═══ Records for this task
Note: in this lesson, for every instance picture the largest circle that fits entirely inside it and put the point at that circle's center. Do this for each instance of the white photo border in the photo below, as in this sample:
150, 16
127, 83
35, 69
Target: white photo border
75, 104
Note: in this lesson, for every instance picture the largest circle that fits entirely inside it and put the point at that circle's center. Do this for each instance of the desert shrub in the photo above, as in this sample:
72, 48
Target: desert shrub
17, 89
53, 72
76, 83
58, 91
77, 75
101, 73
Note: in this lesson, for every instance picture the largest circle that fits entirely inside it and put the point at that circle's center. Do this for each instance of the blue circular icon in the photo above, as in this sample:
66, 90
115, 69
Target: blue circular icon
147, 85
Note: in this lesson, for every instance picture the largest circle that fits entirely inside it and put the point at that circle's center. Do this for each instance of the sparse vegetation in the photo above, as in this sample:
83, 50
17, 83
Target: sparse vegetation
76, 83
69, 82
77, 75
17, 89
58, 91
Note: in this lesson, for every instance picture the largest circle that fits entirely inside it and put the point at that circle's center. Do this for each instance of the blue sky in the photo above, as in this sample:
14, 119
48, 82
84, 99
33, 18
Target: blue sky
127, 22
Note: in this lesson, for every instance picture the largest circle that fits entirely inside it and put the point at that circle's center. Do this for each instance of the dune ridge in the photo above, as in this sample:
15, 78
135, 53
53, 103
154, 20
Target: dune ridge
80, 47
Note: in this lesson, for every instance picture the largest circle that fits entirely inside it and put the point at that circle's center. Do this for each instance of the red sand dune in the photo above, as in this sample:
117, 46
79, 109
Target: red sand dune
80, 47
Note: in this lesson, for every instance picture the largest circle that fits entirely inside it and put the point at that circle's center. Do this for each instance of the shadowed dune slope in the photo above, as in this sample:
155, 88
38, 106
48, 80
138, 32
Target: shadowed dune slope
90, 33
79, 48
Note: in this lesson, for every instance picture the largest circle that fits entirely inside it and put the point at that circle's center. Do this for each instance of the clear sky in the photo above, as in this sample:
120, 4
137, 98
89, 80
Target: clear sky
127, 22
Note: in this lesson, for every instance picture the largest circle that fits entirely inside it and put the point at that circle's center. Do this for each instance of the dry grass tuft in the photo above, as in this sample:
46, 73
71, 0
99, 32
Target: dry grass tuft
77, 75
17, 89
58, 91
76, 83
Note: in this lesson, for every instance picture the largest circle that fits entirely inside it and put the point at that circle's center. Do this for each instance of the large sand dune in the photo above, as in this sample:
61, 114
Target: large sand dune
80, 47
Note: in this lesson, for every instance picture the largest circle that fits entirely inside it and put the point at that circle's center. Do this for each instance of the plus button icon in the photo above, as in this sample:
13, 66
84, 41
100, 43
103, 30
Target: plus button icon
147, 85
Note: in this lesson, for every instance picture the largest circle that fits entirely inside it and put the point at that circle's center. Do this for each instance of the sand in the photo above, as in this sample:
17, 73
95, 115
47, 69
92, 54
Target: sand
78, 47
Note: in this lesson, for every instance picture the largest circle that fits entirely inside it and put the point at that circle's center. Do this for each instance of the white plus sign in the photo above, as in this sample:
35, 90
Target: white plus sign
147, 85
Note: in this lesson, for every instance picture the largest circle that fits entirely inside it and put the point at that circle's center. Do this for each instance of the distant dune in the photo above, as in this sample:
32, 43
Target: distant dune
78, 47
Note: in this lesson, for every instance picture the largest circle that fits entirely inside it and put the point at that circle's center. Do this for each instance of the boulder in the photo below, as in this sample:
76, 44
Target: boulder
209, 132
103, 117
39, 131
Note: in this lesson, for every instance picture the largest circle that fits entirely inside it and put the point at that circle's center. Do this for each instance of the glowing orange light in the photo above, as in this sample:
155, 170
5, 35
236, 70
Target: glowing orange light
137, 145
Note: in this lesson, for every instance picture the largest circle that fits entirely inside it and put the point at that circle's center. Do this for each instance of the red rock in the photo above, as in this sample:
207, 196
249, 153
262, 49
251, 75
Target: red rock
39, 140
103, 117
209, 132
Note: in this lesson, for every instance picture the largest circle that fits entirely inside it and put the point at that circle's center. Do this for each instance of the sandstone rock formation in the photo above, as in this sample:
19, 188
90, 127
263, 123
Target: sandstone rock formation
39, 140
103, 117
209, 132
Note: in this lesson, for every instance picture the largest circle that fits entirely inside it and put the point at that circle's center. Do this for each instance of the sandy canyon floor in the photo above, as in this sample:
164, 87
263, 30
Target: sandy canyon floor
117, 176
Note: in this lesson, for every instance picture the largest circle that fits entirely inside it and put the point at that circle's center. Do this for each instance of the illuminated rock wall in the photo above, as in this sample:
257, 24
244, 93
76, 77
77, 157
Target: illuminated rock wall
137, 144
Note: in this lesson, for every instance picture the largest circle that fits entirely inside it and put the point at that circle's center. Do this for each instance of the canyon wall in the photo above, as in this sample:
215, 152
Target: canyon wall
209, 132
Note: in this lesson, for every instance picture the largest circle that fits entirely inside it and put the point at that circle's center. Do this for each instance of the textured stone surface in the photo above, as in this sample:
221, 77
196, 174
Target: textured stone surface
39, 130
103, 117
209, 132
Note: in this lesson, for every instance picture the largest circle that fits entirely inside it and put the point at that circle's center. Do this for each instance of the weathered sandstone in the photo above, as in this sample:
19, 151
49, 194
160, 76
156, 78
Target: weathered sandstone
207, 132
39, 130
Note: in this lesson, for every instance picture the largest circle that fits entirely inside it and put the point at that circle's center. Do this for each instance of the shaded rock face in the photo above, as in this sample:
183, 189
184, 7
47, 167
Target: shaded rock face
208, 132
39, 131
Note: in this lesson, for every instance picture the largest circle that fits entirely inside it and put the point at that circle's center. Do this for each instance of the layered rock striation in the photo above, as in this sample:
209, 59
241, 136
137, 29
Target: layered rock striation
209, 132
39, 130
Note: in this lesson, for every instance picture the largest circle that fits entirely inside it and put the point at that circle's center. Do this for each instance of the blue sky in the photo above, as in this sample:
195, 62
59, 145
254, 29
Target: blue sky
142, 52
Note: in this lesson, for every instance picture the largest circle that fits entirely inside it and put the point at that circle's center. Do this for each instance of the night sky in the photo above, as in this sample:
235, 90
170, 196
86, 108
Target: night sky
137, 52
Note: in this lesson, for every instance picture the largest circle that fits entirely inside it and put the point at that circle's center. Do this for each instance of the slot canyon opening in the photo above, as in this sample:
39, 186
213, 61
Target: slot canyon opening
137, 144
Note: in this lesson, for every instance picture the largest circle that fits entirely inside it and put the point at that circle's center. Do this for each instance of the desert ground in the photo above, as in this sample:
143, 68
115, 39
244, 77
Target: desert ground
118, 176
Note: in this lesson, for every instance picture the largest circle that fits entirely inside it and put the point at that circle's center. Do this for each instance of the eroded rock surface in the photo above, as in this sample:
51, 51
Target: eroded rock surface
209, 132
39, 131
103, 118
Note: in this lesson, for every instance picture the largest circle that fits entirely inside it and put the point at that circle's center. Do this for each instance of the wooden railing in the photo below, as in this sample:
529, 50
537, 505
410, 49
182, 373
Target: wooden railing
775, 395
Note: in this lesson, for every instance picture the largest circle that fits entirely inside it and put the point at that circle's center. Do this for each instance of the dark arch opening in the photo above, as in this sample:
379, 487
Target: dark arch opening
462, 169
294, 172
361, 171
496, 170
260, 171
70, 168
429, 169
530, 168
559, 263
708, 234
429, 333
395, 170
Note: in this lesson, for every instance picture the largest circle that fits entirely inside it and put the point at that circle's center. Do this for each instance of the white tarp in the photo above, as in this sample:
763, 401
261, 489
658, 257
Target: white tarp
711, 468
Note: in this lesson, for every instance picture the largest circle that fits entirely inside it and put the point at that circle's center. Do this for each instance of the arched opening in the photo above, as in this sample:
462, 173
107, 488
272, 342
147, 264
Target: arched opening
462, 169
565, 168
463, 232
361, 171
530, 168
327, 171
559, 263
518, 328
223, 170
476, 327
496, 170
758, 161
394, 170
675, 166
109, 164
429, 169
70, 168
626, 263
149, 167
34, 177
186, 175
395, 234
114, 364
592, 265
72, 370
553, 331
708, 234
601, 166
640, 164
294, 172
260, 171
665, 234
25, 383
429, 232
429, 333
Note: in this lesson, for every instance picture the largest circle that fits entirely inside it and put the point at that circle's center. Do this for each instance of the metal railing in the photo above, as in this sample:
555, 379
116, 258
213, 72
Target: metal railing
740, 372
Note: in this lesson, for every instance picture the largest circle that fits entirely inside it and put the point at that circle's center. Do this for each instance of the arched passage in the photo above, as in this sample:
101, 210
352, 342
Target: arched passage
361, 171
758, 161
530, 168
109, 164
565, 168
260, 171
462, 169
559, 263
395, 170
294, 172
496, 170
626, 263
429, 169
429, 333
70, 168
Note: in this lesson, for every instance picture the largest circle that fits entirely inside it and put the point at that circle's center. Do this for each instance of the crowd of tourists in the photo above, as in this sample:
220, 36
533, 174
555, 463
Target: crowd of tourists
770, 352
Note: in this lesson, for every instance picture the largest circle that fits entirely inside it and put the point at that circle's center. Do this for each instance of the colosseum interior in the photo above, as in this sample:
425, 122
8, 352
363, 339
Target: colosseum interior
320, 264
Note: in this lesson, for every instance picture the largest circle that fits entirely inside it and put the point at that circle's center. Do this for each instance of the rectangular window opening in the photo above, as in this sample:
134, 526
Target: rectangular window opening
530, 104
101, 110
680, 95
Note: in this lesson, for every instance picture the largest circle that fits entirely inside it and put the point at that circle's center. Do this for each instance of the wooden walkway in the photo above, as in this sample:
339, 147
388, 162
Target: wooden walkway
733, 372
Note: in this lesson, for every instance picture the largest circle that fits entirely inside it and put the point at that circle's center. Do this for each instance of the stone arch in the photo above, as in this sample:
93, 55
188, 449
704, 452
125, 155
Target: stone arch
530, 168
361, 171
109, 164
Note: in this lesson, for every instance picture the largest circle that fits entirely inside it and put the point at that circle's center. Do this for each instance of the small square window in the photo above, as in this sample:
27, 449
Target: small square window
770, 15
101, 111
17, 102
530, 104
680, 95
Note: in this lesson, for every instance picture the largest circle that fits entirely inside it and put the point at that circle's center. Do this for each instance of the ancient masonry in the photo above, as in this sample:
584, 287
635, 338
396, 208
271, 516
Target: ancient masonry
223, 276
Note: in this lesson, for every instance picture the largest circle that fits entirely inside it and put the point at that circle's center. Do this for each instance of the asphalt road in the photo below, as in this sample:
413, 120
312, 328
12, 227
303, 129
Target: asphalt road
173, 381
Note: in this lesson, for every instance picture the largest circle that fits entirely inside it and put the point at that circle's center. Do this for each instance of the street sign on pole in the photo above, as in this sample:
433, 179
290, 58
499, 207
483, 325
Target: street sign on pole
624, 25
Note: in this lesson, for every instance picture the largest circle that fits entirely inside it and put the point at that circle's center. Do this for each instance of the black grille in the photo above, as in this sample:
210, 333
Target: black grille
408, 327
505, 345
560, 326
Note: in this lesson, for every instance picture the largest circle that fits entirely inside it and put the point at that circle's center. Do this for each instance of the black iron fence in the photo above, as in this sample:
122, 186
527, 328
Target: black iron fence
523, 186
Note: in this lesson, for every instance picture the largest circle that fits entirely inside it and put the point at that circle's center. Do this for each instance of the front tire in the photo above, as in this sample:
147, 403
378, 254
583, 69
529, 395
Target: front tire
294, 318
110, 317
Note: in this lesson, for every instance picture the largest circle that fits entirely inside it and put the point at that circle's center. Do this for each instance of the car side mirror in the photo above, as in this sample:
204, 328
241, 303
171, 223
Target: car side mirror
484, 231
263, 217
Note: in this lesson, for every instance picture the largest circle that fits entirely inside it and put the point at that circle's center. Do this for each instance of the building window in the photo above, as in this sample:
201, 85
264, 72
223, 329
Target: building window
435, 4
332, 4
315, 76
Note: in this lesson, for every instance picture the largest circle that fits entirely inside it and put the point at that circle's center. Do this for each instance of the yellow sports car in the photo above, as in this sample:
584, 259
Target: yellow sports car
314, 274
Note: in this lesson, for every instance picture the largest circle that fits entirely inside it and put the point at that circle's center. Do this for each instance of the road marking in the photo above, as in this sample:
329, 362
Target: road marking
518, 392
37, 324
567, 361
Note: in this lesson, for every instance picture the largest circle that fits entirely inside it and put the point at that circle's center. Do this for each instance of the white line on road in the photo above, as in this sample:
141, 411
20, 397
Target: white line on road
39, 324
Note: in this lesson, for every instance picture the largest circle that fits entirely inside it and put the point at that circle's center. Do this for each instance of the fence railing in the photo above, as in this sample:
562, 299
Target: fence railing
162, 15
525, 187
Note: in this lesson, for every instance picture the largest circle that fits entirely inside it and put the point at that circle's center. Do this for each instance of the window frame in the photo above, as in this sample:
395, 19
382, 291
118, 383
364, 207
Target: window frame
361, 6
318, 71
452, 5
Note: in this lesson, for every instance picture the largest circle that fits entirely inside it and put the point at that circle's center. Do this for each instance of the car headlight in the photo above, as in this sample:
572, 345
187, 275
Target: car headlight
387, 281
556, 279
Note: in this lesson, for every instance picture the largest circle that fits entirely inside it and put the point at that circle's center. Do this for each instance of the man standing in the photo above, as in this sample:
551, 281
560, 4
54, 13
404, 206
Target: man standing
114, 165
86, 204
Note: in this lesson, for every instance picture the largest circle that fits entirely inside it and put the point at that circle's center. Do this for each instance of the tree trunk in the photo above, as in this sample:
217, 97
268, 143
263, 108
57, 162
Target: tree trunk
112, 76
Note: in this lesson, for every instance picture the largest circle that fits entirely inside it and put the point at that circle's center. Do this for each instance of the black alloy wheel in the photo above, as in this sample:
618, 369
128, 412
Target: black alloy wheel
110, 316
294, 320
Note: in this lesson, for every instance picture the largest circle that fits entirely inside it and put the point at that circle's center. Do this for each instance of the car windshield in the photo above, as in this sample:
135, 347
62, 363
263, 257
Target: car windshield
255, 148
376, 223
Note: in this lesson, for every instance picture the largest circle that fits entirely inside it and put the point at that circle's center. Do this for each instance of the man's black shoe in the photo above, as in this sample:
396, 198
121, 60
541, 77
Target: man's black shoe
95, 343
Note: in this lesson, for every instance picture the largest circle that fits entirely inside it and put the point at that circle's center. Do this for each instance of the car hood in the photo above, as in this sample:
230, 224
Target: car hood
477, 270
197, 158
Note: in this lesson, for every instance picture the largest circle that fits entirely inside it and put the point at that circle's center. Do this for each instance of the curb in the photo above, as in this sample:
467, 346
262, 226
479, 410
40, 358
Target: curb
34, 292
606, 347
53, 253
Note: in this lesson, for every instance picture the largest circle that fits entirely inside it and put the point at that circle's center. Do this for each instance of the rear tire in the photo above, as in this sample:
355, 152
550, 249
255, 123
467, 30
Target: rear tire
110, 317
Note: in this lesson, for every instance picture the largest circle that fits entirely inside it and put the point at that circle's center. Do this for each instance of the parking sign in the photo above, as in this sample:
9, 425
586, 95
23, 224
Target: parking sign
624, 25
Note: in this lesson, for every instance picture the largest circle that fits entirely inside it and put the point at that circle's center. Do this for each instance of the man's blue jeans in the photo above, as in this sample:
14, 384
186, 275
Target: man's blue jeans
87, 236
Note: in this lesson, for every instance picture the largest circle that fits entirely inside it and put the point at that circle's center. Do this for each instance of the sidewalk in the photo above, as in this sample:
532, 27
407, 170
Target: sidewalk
══════
§ **Exercise goal**
Copy out word for word everything from the line containing "of the parking" down to the last line of the entries above.

§ **The response**
Note: in this lesson, for every instance picture the largest circle that fits entirely inside it and put the point at that circle's center. Do this for each instance of the parking sign in the photo above, as in this sample:
9, 425
586, 95
23, 224
Target: parking sign
624, 25
Note: in this lesson, for every instance picture the largest circle that fits entirely inside it and put the point at that circle's center. Do this for each instance of the man's blue jeans in the photo above, as in this sample:
14, 384
186, 275
Target: man's blue jeans
87, 236
Note: in this lesson, for every instance picture the largest circle that fits entirely inside it and put the point at that circle's center. Do this for each instance of the sidewalk in the photo above, as in this sample:
532, 27
407, 170
Target: sidewalk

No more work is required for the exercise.